● STATED TASK
Can you rescale the bounding box coordinates in every entry below by multiplying each by 2.55 and rounding to whole numbers, with halves rounded up? Reproduce all the lines, including the requests, changing only those coordinates.

● EXCERPTED RECORDS
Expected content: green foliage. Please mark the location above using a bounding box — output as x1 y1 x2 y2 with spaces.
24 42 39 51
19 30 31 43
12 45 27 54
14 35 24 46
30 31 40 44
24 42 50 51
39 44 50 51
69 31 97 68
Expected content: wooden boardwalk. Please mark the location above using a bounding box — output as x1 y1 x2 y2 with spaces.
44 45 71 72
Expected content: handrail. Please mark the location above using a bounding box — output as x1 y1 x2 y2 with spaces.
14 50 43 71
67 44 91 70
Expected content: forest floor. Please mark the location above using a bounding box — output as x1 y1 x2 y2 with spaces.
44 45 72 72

● EXPECTED ANSWER
Expected content: green foliage. Please mark the location above using a bounding box — output as x1 y1 x2 y2 with spaces.
61 107 99 130
48 77 79 110
31 115 69 138
36 89 61 117
77 79 102 112
61 107 128 130
99 112 128 130
176 79 247 173
Expected content: wooden boardwalk. Please mark the location above using a bounding box — output as x1 y1 x2 y2 with spaces.
112 115 181 184
Expected content: handrail. Please mark the location above using a bounding box — output as x1 y1 x2 y2 with spaces.
36 128 110 181
171 112 232 179
Expected content: forest floor. Please mark the location above using a bounding box — output as x1 y1 x2 y2 with spaces.
112 115 184 184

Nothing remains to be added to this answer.